_任务说明 A_
请一字不改地抄录关于奥密克戎的访谈原文中的一段:从含有“白岩松:另外有一种声音在议论”的那句话开始,到“分子是因为疾病后死亡的人群。”为止。
_任务说明 B_
根据关于奥密克戎的访谈原文,从个体视角计算病死率时,分母是哪些人群?

疫情三年了,我们还要打持久战吗?明年春天能回到2019年之前的样子吗?
白岩松:另外有一种声音在议论,现在奥密克戎在变异的过程中越来越弱了,死亡率在下降,重症数在下降,同时无症状感染者转化率都变得很低了,既然都很轻了,为什么我们还要这么严?
梁万年:从病毒和疾病本身来看,确实展示了这个特点,从奥密克戎的变异株来看,它的传播性在加快,隐匿性在增强,同时对疫苗对感染后所形成的免疫的逃避能力也在增加,从疾病的症状来看,无症状和轻症的比例在增加,致死率也在下降,这是个事实。但是从公共卫生角度来看,衡量一个疾病的危害性有两种不同的视角:
1、国际上通用的视角,群体视角,而不是个体的视角:重要的是看这个病的死亡率,这个死亡率计算的分母是全人群,分子是感染这个疾病后导致死亡的人群;
2、个体视角:往往是对患病的个体来看这个疾病危害度有多重,奥密克戎的症状的严重度在下降,算个体的危害是病死率,病死率的分母是感染或者是患病的人群,分子是因为疾病后死亡的人群。

_所给数据_
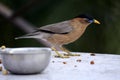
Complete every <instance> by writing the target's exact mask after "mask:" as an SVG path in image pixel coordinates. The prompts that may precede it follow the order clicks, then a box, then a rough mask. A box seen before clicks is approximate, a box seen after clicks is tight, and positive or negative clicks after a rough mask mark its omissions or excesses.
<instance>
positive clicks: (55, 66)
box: [0, 53, 120, 80]
mask: <svg viewBox="0 0 120 80" xmlns="http://www.w3.org/2000/svg"><path fill="white" fill-rule="evenodd" d="M80 54H81V56H79V57H78V56H77V57H70V58H68V59H61V58H54V57H53V55H54V53H53V55H52V58H51V61H50V64H49V66H48V67H47V69H46V70H45V71H44V72H43V73H41V74H34V75H13V74H8V75H2V72H0V80H120V55H110V54H96V56H90V54H89V53H80ZM78 59H81V62H77V61H76V60H78ZM92 60H93V61H94V62H95V64H93V65H91V64H90V61H92ZM63 62H66V64H63Z"/></svg>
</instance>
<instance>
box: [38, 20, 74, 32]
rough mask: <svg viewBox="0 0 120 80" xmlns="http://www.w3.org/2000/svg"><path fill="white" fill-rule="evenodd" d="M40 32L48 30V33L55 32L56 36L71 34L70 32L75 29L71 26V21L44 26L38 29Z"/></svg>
mask: <svg viewBox="0 0 120 80" xmlns="http://www.w3.org/2000/svg"><path fill="white" fill-rule="evenodd" d="M38 30H46V31H51V32H54V33H56V34H61V33H69V32H70V31H72V30H73V28H72V26H71V25H70V20H68V21H63V22H59V23H55V24H50V25H46V26H42V27H40V28H38Z"/></svg>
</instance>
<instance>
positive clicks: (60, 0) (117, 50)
mask: <svg viewBox="0 0 120 80" xmlns="http://www.w3.org/2000/svg"><path fill="white" fill-rule="evenodd" d="M28 2H30V0H0V3H3V4H4V5H6V6H7V7H9V8H10V9H12V10H14V11H18V10H19V9H20V7H22V6H23V5H25V4H27V3H28ZM81 13H88V14H91V15H92V16H93V17H95V19H97V20H99V21H100V22H101V25H97V24H91V25H90V26H89V27H88V28H87V30H86V32H85V33H84V35H83V36H82V37H81V38H80V39H79V40H77V41H76V42H74V43H71V44H69V45H65V47H67V48H68V49H69V50H71V51H75V52H78V51H79V52H98V53H114V54H120V0H37V3H36V4H35V5H34V6H32V8H30V9H27V10H25V11H24V12H22V13H21V14H20V16H21V17H23V18H24V19H26V20H27V21H29V22H30V23H31V24H33V25H35V26H38V27H40V26H43V25H47V24H51V23H56V22H60V21H64V20H69V19H71V18H73V17H75V16H77V15H79V14H81ZM24 34H26V33H25V32H24V31H22V30H21V29H19V28H17V27H16V26H15V25H13V24H12V23H10V21H8V20H6V19H5V18H4V17H3V16H1V15H0V45H6V46H7V47H32V46H33V47H36V46H37V47H41V46H44V45H42V44H39V43H38V42H37V41H36V40H34V39H21V40H15V39H14V38H15V37H18V36H21V35H24Z"/></svg>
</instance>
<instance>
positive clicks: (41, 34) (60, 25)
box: [18, 14, 100, 58]
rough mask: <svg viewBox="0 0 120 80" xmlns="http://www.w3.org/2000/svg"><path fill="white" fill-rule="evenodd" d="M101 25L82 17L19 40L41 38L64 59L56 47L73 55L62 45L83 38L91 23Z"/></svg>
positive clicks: (58, 25) (38, 32)
mask: <svg viewBox="0 0 120 80" xmlns="http://www.w3.org/2000/svg"><path fill="white" fill-rule="evenodd" d="M93 22H94V23H97V24H100V22H99V21H97V20H95V19H94V18H93V17H91V16H89V15H84V14H83V15H80V16H77V17H75V18H73V19H71V20H67V21H63V22H60V23H55V24H50V25H46V26H43V27H40V28H39V29H38V30H37V31H35V32H33V33H30V34H27V35H25V36H22V37H18V39H19V38H39V39H44V40H47V41H49V42H50V43H51V44H52V46H51V47H52V49H53V50H54V51H55V52H56V53H57V55H58V56H60V57H62V58H64V57H65V56H63V55H61V54H59V52H58V51H57V50H56V49H55V46H59V47H60V48H61V49H62V50H64V51H65V52H67V53H68V54H69V55H72V54H71V53H70V52H69V51H68V50H66V49H65V48H63V47H62V45H65V44H69V43H72V42H74V41H76V40H77V39H78V38H80V37H81V36H82V34H83V33H84V32H85V30H86V28H87V27H88V25H90V24H91V23H93Z"/></svg>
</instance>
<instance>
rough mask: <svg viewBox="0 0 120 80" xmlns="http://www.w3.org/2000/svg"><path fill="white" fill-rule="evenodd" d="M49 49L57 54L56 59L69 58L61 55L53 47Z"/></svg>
mask: <svg viewBox="0 0 120 80" xmlns="http://www.w3.org/2000/svg"><path fill="white" fill-rule="evenodd" d="M51 49H52V50H53V51H55V53H56V54H57V57H60V58H69V56H64V55H61V54H60V53H59V52H58V51H57V50H56V48H55V47H51Z"/></svg>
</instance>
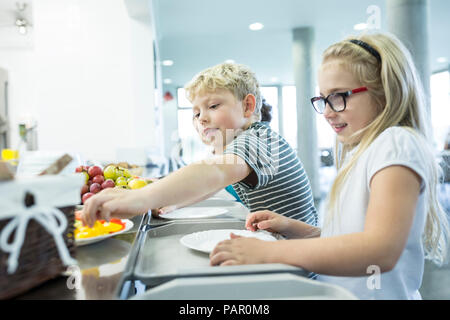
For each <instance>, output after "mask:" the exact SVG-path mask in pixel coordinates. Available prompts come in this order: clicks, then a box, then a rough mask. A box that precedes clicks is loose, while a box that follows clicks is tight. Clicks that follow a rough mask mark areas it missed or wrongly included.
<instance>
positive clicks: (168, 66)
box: [162, 60, 173, 67]
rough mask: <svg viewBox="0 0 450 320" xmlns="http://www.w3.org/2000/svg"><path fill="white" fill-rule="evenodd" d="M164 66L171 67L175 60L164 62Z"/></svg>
mask: <svg viewBox="0 0 450 320" xmlns="http://www.w3.org/2000/svg"><path fill="white" fill-rule="evenodd" d="M162 64H163V66H166V67H169V66H171V65H173V60H163V62H162Z"/></svg>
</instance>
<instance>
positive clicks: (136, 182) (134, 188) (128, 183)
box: [128, 179, 147, 189]
mask: <svg viewBox="0 0 450 320" xmlns="http://www.w3.org/2000/svg"><path fill="white" fill-rule="evenodd" d="M146 185H147V182H146V181H145V180H143V179H132V180H131V181H130V182H128V187H129V188H130V189H140V188H142V187H145V186H146Z"/></svg>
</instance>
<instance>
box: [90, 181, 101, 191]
mask: <svg viewBox="0 0 450 320" xmlns="http://www.w3.org/2000/svg"><path fill="white" fill-rule="evenodd" d="M89 191H90V192H91V193H98V192H100V191H102V186H101V185H99V184H98V183H95V182H94V183H92V184H91V186H90V188H89Z"/></svg>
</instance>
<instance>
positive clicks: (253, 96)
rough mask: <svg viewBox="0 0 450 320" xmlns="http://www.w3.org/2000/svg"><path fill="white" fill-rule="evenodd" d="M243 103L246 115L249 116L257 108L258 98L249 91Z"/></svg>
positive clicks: (252, 112) (251, 114) (243, 105)
mask: <svg viewBox="0 0 450 320" xmlns="http://www.w3.org/2000/svg"><path fill="white" fill-rule="evenodd" d="M242 105H243V106H244V116H245V117H247V118H249V117H250V116H251V115H252V114H253V112H255V108H256V98H255V96H254V95H253V94H251V93H249V94H248V95H247V96H246V97H245V98H244V100H242Z"/></svg>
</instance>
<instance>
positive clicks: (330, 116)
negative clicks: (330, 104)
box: [323, 103, 336, 118]
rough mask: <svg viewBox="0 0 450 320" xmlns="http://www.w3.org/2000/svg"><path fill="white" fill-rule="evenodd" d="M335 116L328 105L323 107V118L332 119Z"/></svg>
mask: <svg viewBox="0 0 450 320" xmlns="http://www.w3.org/2000/svg"><path fill="white" fill-rule="evenodd" d="M335 115H336V112H334V111H333V109H331V107H330V104H329V103H327V104H326V105H325V109H324V110H323V116H324V117H325V118H332V117H334V116H335Z"/></svg>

_参考答案 A_
白岩松:另外有一种声音在议论,现在奥密克戎在变异的过程中越来越弱了,死亡率在下降,重症数在下降,同时无症状感染者转化率都变得很低了,既然都很轻了,为什么我们还要这么严?
梁万年:从病毒和疾病本身来看,确实展示了这个特点,从奥密克戎的变异株来看,它的传播性在加快,隐匿性在增强,同时对疫苗对感染后所形成的免疫的逃避能力也在增加,从疾病的症状来看,无症状和轻症的比例在增加,致死率也在下降,这是个事实。但是从公共卫生角度来看,衡量一个疾病的危害性有两种不同的视角:
1、国际上通用的视角,群体视角,而不是个体的视角:重要的是看这个病的死亡率,这个死亡率计算的分母是全人群,分子是感染这个疾病后导致死亡的人群;
2、个体视角:往往是对患病的个体来看这个疾病危害度有多重,奥密克戎的症状的严重度在下降,算个体的危害是病死率,病死率的分母是感染或者是患病的人群,分子是因为疾病后死亡的人群。

_参考答案 B_
分母是感染或者是患病的人群。